▸ DEINE AUFGABEN
A. Nenne alle Personen, die im Textblock mit Namen erwähnt werden.
B. Gib den Textblock von „Es wird ja geschildert, dass“ bis „erhebliche Bedrohungen gab.“ wortgetreu wieder.

▸ TEXTBLOCK
++++
Es wird ja geschildert, dass Valens von einer zu geringen Truppenstärke der Goten ausging. Vielleicht war das einer der Gründe warum er „nur“ 15-30.000 Mann dabei hatte. Generell mussten ja auch sehr viele Truppen im Osten verbleiben, um die dortige angespannte Lage zu kontrollieren. Und zu guter Letzt war ja auch eine gemeinsame Aktion mit Gratians Truppen geplant. All das führte vielleicht dazu, dass Valens Heer nicht allzu groß war.
Ich gebe Dir aber Recht, dass es schwer nachzuvollziehen ist, dass diese eine Niederlage im Prinzip so vorentscheidend für den Verbleib der Goten im Reich war. Vermutlich war es nicht so einfach, große Teile einer „Elitearmee“ zu ersetzten, wenn es auch an vielen anderen Grenzen des Reiches erhebliche Bedrohungen gab.
Klar blieben große Truppenverbände am Euphrat. Weitere größere Bedrohungen sehe ich aber zu der Zeit im Ostreich nicht. Ausser Ägypten, das eher nicht direkt bedroht war, gabs da nix mehr. Heather und andere Historiker beschreiben auch, daß er die Offensive lange verzögerte und erst einen wenig vorteilhaften Frieden mit den Persern schloß, um eben die zentrale Eingreiftruppe Konstantinopels frei zu bekommen. Die Truppen des Magister Militum Orientalis blieben natürlich in Syrien; vielleicht auch Teile des Zentralheeres. Dann bleiben aber immer noch große Teile des Zentralheeres und das illyrische Bewegungsheer. Das hätten immer noch viel mehr Soldaten sein müssen, es sei denn die Annahmen über die Armeestärke der Spätantike, die von 400.000 bis 600.000 Mann reichen sind zu hoch. Eine andere Erklärung wäre, daß der Anteil der Limitanei nicht wie oft geschätzt 50% betrug, sondern weniger. Das würde aber kaum noch mit der Notitita Dignitatum zusammenpassen. Es sei denn die Ist-Stärke von Einheiten der Comitatenses war grundsätzlich deutlich geringer, als die der Limitanei. Auch das wäre ein Hinweis auf Geldmangel und Zwang zur Kostenoptimierung, wegen fehlender Einnahmen.
Heather schreibt, daß Valens wohl die Truppenstärke der Goten falsch eingeschätzt hatte. Diese Fehleinschätzung passierte aber erst vor Ort und veranlasste ihn, nicht auf Gratian zu warten, sondern alleine loszuschlagen. Das hat wenig damit zu tun, wieviele Truppen er insgesamt vorher moblisierte. Aufgrund der Feindaufklärung vor Ort, konnte er davon ausgehen, das die Terwingen und Alanen nicht anwesend waren und er es nur mit den Greutungen zu tun hatte, die er ohne Gratian besiegen konnte und so den ungeteilten Ruhm einstreichen. Dummerweise trafen die aber genau dann ein, als die Schlacht begann. Und gerade die alanische Reiterei wurde zum entscheidenden Problem. Ob Zufall oder Finte ist unbekannt.
++++
▸ VORLIEGENDE ZEILEN

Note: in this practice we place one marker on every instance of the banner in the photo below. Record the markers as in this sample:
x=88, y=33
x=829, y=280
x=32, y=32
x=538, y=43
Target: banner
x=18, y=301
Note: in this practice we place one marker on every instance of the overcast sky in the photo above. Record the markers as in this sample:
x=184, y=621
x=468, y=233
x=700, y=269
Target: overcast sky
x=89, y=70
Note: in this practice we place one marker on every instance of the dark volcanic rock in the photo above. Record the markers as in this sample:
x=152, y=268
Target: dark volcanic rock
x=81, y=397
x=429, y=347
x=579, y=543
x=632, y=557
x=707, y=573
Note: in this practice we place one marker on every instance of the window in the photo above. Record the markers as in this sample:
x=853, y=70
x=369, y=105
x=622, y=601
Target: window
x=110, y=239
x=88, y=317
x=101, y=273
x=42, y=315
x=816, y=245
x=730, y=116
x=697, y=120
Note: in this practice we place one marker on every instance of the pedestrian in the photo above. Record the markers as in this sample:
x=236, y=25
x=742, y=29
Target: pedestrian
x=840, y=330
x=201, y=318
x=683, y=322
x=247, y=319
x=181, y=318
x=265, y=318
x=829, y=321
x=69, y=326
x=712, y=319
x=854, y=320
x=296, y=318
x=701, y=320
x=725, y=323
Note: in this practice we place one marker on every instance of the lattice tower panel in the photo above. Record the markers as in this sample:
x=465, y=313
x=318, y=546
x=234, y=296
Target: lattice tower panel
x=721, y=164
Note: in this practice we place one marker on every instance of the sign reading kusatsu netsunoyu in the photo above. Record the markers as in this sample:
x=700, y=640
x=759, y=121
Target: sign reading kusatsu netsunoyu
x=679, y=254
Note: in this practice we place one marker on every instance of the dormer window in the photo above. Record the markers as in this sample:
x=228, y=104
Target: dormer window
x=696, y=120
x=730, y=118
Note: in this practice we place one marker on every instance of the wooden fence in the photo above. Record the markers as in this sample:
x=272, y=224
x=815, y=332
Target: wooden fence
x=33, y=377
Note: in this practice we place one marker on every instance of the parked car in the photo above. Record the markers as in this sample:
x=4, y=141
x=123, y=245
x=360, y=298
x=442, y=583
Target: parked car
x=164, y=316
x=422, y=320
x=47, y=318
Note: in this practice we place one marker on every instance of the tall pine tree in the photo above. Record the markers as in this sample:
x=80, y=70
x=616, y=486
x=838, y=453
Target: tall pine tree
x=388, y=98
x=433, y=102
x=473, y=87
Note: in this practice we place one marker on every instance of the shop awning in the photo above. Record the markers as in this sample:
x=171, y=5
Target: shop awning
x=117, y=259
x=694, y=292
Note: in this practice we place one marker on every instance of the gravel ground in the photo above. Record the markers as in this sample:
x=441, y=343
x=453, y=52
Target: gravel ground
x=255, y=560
++++
▸ DIE LÖSUNGEN
A. Valens, Gratian, Heather

B.
Es wird ja geschildert, dass Valens von einer zu geringen Truppenstärke der Goten ausging. Vielleicht war das einer der Gründe warum er „nur“ 15-30.000 Mann dabei hatte. Generell mussten ja auch sehr viele Truppen im Osten verbleiben, um die dortige angespannte Lage zu kontrollieren. Und zu guter Letzt war ja auch eine gemeinsame Aktion mit Gratians Truppen geplant. All das führte vielleicht dazu, dass Valens Heer nicht allzu groß war.
Ich gebe Dir aber Recht, dass es schwer nachzuvollziehen ist, dass diese eine Niederlage im Prinzip so vorentscheidend für den Verbleib der Goten im Reich war. Vermutlich war es nicht so einfach, große Teile einer „Elitearmee“ zu ersetzten, wenn es auch an vielen anderen Grenzen des Reiches erhebliche Bedrohungen gab.